Извлечённый текст
* * * * *

Как надоели старые дома, как старые обиды надоели! Фото Евгения Лесина
От автора
Жизнь, как писал поэт, оказалась длинной. Было много встреч, поездок, бесед с разными интересными людьми. Я много лет жил в разных городах и странах. Как литератор я старался зафиксировать моменты, которые, на мой взгляд, наиболее ярко характеризовали моих незаурядных собеседников либо авторов любимых книг…
Постепенно (из разрозненных заметок и публикаций) получилась новая (очень объемная) книга – «ЛЮДИ ИСТОРИИ. ИСТОРИИ ЛЮДЕЙ», фрагменты из которой печатали журналы «Знамя», «Нева», «Дети Ра», «Зинзивер», газеты «НГ-Ex libris», «Литературная газета», «Литературные известия», «Поэтоград» и другие издания.
Зощенко
Михаил Зощенко говорил:
«Человек хорош в хороших условиях. Плох – в плохих. И ужасен – в ужасных».
Это правда.
Но я встречал людей, которые вели себя ужасно в хороших условиях. И встречал людей, которые вели себя хорошо – в ужасных условиях.
И это правда.
Эрдман
Гениальный Николай Эрдман писал – во время опалы – сценарии для мультфильмов. Эти мультфильмы («Золотая антилопа», «Мурзилка», «Остров ошибок», «Кошкин дом» и многие другие) смотрят с восхищением многие поколения нашей страны.
В искусстве не бывает малых жанров.
Соколов
1990 год. Я редактор отдела поэзии толстого журнала для подростков «Мы».
Звоню в Переделкино Владимиру Николаевичу Соколову. Прошу стихов. Он надиктовывает мне по телефону…
Я спрашиваю:
– Вам на визу верстку привезти?
– Нет, не надо. Если что-то не поняли, добавьте от себя…
Ваншенкин
Константин Ваншенкин, царство ему небесное, замечательный поэт, написавший множество прекрасных стихов и песен.
Я видел его один раз в жизни. На какой-то презентации. Сам к нему подошел и сказал: «Константин Яковлевич, вы – великий поэт».
Он засмеялся: «Брось болтать ерунду…»
Вечная память.
Калашников. Слуцкий
Гена Калашников рассказывал:
– Когда я ходил в семинар Бориса Абрамовича Слуцкого, он частенько проверял студийцев по рифмам.

* * * * *

Условие задания
Проверьте по извлечённому тексту, верны ли утверждения: (a) Николай Эрдман писал сценарии для мультфильмов во время опалы; (b) автор встречал Константина Ваншенкина много раз; (c) в 1990 году автор был редактором отдела прозы журнала «Мы». Для каждого ответьте «да» или «нет» и приведите решающие слова текста точной цитатой. Эти записи с текстом никак не связаны.

* * * * *

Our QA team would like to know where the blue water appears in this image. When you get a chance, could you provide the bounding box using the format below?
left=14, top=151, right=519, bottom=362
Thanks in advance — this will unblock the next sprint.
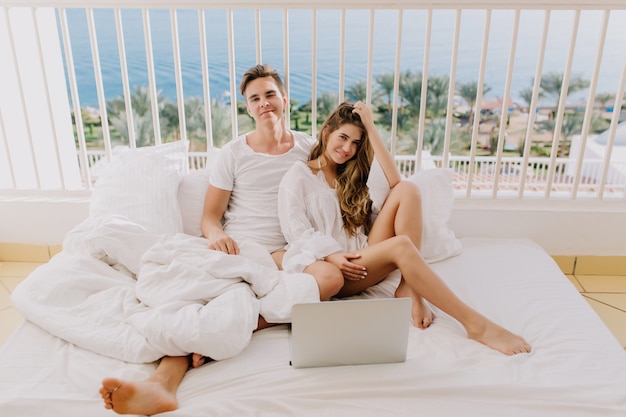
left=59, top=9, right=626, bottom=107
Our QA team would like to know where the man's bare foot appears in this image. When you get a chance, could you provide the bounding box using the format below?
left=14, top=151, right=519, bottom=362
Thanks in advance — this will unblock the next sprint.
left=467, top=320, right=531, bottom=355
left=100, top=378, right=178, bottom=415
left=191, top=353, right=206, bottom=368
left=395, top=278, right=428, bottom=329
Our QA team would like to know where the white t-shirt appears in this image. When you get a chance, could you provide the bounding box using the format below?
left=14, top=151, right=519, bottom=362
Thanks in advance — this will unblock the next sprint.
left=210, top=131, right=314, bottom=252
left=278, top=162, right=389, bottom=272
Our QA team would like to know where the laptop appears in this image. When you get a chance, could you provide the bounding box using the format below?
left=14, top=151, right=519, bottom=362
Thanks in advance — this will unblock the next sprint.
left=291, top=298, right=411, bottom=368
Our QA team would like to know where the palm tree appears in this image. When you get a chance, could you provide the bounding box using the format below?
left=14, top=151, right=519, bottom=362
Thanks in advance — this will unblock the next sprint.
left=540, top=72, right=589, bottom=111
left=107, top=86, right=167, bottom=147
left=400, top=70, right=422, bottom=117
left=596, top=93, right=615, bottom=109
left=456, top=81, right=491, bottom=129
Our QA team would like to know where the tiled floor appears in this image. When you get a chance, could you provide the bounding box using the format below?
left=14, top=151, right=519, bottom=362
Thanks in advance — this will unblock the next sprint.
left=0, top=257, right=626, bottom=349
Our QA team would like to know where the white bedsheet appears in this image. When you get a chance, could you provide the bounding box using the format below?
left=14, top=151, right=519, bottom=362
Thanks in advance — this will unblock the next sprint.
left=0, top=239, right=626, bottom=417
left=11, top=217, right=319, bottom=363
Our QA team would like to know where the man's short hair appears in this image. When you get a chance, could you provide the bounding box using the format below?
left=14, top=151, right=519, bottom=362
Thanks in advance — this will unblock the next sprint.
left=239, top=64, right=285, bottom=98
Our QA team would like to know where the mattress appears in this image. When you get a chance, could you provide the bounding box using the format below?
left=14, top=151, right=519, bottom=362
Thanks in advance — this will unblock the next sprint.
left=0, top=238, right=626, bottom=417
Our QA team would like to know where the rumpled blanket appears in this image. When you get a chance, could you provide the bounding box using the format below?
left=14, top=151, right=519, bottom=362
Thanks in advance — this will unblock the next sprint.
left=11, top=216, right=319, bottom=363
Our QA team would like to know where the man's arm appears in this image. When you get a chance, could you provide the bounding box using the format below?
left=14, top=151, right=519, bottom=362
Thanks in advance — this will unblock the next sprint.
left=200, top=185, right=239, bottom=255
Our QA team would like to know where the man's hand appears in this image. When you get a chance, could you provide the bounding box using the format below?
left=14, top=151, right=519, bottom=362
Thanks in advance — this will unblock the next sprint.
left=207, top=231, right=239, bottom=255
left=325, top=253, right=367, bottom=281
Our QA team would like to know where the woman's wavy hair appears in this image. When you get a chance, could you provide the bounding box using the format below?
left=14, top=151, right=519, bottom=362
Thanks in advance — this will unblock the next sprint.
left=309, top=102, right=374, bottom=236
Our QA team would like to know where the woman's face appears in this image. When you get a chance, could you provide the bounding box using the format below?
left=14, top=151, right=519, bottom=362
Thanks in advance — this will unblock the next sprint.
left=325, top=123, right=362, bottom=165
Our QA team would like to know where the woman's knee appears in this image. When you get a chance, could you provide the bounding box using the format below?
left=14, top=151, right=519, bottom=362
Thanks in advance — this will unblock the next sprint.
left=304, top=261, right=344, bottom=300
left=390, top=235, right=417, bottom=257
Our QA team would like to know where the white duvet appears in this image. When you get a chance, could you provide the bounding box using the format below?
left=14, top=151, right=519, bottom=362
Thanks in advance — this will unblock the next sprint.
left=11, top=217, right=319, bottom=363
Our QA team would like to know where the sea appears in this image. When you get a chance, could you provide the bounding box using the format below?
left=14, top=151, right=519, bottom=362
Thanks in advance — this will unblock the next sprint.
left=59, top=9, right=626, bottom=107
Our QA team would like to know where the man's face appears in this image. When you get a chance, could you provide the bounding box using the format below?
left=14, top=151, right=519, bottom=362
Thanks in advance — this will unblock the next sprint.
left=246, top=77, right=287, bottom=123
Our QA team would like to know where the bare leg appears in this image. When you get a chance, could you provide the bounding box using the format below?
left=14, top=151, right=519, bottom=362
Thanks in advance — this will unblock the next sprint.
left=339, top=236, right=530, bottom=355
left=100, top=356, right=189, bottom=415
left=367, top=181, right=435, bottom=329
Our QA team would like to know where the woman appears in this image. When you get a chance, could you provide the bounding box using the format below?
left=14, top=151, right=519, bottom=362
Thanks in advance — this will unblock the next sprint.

* * * * *

Итоговый ответ
(a) Да: «Гениальный Николай Эрдман писал – во время опалы – сценарии для мультфильмов».
(b) Нет: «Я видел его один раз в жизни».
(c) Нет: «Я редактор отдела поэзии толстого журнала для подростков «Мы»».